# Consignes:
A – D'après l'extrait de l'arrêt, quelle somme l'Ecole normale supérieure de Rennes demande-t-elle de mettre à la charge de Mme A... ?
B – Recopiez fidèlement le passage de l'extrait de l'arrêt qui commence aux mots "- elle peut" et s'arrête après les mots "titre de l'article L. 761-1 du code de justice administrative.".

# Extrait du document:
France | France, Cour administrative d'appel de Nantes, 5ème chambre, 04 octobre 2019, 18NT02888


Vu la procédure suivante :

Procédure contentieuse antérieure :

Mme A... a demandé au tribunal administratif de Rennes d'annuler la délibération du jury du diplôme de mécatronique, délivré par l'université de Rennes 1 et l'Ecole normale supérieure de Rennes, du 11 juillet 2016, par laquelle celui-ci lui a refusé la validation de ce diplôme au titre de l'année 2015.

Par un jugement n° 1603448 du 29 mai 2018, le tribunal administratif de Rennes a rejeté sa demande.

Procédure devant la cour :

Par une requête et un mémoire, enregistrés les 27

juillet 2018 et 22 février 2019, Mme D... A..., représentée par Me C..., demande à la cour :

1°) ...

Vu la procédure suivante :

Procédure contentieuse antérieure :

Mme A... a demandé au tribunal administratif de Rennes d'annuler la délibération du jury du diplôme de mécatronique, délivré par l'université de Rennes 1 et l'Ecole normale supérieure de Rennes, du 11 juillet 2016, par laquelle celui-ci lui a refusé la validation de ce diplôme au titre de l'année 2015.

Par un jugement n° 1603448 du 29 mai 2018, le tribunal administratif de Rennes a rejeté sa demande.

Procédure devant la cour :

Par une requête et un mémoire, enregistrés les 27 juillet 2018 et 22 février 2019, Mme D... A..., représentée par Me C..., demande à la cour :

1°) d'annuler ce jugement du 29 mai 2018 ;

2°) d'annuler la délibération du 11 juillet 2016 ;

3°) d'enjoindre à l'Ecole normale supérieure de Rennes de lui délivrer le diplôme de magistère mécatronique ;

4°) de mettre à la charge de l'Ecole normale supérieure de Rennes une somme de 3 600 euros en application de l'article L. 761-1 du code de justice administrative.

Elle soutient que :

- il appartiendra à l'ENS Bretagne de justifier de la régularité de la nomination des membres du jury, et de la composition et de la tenue régulière du jury ;

- elle a obtenu un diplôme de master ;

- l'ENS avait initialement validé la formation qu'elle avait choisie ;

- un stage en laboratoire n'était pas obligatoire et en tout état de cause, elle a effectué un stage de cinq mois en 2015 dans un bureau d'études ;

- elle peut prétendre à l'obtention de ce diplôme au titre de la validation des acquis.

Par un mémoire en défense, enregistré le 29 novembre 2018, l'Ecole normale supérieure de Rennes, représentée par le cabinet Coudray, demande à la cour de rejeter la requête et de mettre à la charge de Mme A... la somme de 2 000 euros au titre de l'article L. 761-1 du code de justice administrative.

# Enregistrements fournis:
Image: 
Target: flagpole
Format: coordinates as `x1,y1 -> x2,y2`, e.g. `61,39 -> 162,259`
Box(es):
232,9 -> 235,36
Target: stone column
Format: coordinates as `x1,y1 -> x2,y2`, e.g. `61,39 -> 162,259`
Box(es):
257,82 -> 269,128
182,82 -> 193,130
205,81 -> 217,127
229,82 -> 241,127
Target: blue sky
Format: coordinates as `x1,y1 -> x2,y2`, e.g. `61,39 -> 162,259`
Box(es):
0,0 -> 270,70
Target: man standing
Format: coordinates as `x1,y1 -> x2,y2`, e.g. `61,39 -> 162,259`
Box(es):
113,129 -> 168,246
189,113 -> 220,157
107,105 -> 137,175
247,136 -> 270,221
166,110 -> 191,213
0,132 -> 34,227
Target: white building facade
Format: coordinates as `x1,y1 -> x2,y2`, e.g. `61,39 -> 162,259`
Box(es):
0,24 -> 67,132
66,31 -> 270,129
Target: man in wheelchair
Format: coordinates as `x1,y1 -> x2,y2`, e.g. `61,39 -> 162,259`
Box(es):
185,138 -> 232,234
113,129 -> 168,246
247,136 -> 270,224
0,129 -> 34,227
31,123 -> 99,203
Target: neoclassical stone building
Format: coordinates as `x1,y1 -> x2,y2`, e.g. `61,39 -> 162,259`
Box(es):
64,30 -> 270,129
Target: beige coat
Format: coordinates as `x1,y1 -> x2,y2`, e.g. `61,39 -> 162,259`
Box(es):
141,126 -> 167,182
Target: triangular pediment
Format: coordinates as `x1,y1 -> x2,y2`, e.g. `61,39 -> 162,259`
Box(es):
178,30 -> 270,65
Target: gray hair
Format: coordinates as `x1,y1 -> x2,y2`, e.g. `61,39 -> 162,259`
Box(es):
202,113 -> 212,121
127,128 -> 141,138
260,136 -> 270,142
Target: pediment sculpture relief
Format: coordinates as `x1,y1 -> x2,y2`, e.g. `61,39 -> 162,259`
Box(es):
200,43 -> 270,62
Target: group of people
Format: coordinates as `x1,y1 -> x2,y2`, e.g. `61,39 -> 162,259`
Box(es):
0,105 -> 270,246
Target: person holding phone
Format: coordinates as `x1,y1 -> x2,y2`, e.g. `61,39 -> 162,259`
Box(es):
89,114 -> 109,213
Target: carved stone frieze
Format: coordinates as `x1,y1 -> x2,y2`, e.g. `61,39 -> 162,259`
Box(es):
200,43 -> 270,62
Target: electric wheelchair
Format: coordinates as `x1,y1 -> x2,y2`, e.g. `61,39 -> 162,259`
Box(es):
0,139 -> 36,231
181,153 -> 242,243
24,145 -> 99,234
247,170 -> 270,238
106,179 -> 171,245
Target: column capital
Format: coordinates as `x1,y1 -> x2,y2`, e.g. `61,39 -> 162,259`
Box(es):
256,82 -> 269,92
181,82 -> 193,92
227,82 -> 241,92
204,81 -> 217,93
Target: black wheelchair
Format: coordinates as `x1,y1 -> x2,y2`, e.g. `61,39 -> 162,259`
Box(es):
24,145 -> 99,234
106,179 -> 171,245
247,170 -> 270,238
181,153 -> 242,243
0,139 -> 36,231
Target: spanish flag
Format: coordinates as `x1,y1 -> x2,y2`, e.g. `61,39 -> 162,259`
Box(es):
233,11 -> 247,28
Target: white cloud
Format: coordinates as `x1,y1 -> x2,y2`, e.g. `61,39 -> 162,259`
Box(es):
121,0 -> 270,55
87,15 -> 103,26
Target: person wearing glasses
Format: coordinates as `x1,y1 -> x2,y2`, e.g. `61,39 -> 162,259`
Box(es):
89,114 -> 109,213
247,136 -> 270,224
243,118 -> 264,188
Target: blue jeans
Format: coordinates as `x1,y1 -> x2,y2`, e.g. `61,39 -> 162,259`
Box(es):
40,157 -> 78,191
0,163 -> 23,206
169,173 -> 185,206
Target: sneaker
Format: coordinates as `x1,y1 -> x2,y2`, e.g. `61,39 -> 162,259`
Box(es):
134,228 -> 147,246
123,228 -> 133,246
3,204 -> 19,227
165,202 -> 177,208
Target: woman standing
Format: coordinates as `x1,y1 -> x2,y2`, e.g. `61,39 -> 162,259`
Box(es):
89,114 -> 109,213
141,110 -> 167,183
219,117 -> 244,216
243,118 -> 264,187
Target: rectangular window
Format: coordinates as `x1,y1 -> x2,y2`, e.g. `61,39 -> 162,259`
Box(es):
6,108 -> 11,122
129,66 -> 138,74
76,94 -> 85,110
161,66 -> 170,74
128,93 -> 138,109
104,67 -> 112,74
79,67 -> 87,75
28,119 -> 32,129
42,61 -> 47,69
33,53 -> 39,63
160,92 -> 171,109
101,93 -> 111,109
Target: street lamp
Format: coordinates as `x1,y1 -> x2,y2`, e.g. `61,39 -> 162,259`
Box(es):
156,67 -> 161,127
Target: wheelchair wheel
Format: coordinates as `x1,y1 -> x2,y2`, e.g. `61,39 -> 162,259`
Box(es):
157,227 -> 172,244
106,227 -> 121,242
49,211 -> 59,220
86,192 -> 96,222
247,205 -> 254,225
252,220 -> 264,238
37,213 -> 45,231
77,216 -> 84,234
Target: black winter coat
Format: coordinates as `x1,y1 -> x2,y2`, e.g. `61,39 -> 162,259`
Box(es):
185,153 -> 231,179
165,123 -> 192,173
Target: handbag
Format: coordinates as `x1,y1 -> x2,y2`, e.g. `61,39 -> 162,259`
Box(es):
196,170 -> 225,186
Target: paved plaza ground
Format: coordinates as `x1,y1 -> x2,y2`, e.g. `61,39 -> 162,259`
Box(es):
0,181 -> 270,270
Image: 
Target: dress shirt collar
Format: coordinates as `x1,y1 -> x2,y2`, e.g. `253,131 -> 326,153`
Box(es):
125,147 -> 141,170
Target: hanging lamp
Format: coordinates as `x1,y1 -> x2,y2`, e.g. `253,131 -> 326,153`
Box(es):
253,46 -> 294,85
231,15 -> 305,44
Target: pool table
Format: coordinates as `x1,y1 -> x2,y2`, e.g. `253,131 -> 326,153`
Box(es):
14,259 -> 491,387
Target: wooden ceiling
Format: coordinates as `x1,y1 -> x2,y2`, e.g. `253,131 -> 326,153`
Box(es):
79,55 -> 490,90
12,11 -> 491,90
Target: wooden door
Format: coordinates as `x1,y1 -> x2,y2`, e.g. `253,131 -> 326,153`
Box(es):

# Réponses par tâche:
A – La somme de 2 000 euros, au titre de l'article L. 761-1 du code de justice administrative.

B –
- elle peut prétendre à l'obtention de ce diplôme au titre de la validation des acquis.

Par un mémoire en défense, enregistré le 29 novembre 2018, l'Ecole normale supérieure de Rennes, représentée par le cabinet Coudray, demande à la cour de rejeter la requête et de mettre à la charge de Mme A... la somme de 2 000 euros au titre de l'article L. 761-1 du code de justice administrative.